| SET PROBLEM |
Find every line in the records that contains the string "grassy", matching case exactly, and copy each of those lines.

| Labeled area outline records |
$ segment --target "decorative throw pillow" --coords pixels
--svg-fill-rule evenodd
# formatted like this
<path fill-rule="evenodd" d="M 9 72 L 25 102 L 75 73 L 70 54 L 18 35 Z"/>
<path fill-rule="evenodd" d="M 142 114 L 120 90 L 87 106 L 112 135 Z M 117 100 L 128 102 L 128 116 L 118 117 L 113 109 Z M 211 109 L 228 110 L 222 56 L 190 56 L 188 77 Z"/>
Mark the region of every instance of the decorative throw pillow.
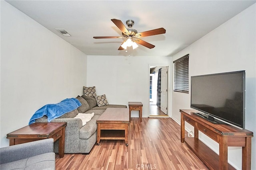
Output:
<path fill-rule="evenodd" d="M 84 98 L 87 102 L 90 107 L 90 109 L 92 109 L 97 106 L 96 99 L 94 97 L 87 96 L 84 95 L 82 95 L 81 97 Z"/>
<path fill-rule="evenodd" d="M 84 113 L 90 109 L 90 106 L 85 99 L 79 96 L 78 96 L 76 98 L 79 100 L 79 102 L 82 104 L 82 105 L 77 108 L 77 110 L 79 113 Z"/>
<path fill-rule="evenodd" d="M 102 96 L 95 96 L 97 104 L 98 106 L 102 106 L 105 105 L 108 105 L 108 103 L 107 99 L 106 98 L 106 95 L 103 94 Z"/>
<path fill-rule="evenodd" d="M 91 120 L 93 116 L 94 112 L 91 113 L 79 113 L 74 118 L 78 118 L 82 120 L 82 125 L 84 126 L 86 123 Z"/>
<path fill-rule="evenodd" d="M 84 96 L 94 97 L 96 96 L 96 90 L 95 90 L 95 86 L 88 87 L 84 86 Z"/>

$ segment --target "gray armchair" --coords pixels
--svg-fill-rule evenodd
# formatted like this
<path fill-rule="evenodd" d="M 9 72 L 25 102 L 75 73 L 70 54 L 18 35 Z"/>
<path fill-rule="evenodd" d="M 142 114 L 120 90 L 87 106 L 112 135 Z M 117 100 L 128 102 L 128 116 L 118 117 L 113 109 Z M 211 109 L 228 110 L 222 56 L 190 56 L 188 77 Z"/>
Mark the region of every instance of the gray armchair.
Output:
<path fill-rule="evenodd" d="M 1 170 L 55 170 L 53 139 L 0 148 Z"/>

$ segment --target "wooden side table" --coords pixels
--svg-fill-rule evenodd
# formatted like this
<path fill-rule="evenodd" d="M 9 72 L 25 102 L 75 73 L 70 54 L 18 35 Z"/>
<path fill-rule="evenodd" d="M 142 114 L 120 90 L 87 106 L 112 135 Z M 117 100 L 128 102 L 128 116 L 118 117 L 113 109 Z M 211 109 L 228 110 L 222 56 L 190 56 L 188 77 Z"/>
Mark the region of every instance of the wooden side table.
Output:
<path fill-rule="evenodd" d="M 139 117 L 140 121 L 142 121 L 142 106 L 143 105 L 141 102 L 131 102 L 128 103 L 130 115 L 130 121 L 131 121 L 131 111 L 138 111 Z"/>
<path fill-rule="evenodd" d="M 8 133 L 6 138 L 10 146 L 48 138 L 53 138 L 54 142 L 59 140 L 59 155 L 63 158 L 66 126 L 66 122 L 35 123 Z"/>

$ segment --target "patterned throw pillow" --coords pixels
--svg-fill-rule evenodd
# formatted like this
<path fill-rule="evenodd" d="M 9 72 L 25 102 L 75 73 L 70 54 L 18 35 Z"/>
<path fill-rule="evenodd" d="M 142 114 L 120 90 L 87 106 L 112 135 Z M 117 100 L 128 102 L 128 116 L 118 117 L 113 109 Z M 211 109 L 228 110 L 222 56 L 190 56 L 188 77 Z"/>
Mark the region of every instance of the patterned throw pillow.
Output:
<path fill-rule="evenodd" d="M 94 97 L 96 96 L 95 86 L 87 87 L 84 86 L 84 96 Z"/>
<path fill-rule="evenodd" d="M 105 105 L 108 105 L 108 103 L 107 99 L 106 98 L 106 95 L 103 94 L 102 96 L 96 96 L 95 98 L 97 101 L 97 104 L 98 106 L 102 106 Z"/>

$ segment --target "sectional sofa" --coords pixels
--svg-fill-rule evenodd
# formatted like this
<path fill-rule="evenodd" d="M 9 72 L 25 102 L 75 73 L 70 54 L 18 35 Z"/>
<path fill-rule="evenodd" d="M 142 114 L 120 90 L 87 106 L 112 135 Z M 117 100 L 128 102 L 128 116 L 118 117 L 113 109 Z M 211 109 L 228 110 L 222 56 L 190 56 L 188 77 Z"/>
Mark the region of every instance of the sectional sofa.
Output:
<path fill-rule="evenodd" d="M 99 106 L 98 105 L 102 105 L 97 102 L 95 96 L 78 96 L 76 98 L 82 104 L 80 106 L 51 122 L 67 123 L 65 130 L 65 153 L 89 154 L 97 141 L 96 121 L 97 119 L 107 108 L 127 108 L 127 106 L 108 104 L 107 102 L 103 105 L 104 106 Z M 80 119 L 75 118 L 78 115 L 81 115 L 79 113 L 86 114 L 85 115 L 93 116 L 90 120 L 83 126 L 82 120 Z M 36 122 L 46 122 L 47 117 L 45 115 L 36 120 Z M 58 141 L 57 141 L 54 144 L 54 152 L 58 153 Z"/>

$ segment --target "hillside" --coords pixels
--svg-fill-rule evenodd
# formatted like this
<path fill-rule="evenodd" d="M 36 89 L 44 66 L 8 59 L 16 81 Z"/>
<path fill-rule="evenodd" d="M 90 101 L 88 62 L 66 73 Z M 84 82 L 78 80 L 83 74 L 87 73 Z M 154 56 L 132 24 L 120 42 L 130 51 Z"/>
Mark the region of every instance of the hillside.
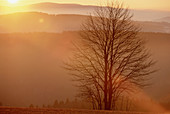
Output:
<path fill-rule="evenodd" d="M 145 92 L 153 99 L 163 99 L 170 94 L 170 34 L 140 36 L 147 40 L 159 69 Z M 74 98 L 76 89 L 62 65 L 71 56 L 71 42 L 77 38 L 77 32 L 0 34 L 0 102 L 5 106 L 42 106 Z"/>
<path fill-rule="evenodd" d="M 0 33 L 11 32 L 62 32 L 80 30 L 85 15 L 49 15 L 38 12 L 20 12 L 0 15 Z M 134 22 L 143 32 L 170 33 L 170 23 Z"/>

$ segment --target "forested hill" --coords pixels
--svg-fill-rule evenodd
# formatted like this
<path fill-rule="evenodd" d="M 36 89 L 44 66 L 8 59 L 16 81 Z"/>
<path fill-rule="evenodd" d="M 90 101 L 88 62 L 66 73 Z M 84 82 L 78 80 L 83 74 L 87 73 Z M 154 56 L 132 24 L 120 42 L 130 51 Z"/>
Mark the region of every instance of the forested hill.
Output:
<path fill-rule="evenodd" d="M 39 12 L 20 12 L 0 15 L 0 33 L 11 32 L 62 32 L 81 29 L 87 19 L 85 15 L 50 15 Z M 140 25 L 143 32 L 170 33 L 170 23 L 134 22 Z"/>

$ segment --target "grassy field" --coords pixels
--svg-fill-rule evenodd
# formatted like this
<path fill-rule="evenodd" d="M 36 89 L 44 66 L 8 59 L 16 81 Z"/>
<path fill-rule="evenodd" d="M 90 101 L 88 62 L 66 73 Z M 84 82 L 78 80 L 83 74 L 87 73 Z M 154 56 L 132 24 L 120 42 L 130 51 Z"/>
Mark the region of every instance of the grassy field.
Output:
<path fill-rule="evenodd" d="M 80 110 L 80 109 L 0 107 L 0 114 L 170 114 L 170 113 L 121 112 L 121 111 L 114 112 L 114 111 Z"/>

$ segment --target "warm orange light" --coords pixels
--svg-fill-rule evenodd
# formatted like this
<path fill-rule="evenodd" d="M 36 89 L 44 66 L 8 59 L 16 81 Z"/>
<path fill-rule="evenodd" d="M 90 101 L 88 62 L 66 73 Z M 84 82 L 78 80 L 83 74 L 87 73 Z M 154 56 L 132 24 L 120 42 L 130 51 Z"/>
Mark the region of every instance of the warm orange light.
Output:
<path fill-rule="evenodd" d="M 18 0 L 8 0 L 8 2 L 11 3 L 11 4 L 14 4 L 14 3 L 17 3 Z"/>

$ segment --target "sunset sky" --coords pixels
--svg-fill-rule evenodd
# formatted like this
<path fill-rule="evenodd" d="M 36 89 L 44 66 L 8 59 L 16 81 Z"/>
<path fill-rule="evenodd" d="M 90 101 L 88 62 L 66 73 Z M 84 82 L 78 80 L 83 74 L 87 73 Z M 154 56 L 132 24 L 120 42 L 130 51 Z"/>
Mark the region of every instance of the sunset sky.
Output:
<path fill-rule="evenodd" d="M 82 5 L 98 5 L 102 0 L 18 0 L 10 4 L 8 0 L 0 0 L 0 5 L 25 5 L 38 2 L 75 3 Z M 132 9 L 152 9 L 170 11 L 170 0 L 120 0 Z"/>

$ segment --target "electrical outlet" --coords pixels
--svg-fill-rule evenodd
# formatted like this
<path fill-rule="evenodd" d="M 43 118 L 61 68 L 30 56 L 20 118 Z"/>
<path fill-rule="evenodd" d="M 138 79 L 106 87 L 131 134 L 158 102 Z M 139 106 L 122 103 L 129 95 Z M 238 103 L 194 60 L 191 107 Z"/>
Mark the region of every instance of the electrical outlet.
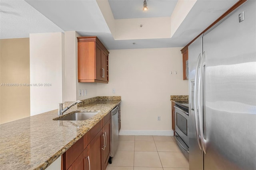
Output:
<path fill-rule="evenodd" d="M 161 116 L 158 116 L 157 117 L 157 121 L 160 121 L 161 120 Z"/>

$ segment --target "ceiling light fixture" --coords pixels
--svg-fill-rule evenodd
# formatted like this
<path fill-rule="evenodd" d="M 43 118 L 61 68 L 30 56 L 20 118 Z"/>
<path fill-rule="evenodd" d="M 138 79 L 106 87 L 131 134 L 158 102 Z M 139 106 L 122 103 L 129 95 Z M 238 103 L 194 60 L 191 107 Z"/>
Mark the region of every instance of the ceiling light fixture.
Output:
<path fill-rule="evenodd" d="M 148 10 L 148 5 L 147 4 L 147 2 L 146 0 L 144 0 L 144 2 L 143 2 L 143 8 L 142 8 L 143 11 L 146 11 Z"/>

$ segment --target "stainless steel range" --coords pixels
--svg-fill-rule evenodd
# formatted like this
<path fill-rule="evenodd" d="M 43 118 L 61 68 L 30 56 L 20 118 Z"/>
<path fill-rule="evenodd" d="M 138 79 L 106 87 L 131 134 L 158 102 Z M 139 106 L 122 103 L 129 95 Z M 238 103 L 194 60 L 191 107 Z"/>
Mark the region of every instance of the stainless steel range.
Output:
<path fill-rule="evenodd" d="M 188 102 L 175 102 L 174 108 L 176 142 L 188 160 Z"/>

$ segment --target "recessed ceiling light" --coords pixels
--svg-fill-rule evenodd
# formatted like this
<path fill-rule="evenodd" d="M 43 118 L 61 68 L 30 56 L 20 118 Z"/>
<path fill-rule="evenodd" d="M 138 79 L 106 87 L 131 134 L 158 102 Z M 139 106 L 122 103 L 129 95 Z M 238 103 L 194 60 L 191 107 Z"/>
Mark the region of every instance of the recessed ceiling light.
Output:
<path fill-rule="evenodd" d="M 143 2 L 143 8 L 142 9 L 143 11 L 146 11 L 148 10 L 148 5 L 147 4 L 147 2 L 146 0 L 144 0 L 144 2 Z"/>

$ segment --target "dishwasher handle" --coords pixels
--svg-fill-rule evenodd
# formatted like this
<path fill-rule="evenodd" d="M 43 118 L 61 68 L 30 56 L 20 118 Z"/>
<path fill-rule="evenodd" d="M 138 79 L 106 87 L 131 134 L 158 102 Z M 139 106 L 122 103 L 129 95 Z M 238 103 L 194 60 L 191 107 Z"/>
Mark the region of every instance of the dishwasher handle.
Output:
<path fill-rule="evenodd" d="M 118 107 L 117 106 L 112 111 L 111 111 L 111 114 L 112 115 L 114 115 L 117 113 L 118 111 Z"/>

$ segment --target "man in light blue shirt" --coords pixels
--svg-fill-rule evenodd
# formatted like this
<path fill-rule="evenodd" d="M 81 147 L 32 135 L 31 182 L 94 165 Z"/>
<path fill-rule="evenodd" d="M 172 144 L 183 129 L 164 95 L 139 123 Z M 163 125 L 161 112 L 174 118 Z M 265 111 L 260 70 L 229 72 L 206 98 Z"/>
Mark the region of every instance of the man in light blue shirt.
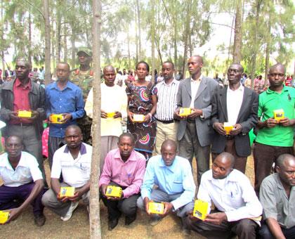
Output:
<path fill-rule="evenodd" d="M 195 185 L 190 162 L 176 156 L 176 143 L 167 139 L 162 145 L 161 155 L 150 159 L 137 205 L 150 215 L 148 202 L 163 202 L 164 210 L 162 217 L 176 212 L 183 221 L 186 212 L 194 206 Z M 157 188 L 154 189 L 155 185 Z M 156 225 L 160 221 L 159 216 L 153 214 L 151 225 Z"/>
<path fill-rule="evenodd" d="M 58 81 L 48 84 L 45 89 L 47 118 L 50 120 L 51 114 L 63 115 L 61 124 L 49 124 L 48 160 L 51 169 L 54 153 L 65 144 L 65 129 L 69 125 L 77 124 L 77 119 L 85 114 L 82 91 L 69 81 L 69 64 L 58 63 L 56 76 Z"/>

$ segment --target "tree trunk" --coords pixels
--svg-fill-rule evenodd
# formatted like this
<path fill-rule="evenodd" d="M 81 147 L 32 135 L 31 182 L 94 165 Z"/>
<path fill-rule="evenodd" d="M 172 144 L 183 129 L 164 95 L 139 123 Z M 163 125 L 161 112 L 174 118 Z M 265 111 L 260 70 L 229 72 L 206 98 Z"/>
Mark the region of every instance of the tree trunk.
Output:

| RESPONSE TO THIS EXERCISE |
$ segment --target "grassy field" --coords pixels
Mark the region of every instance of the grassy field.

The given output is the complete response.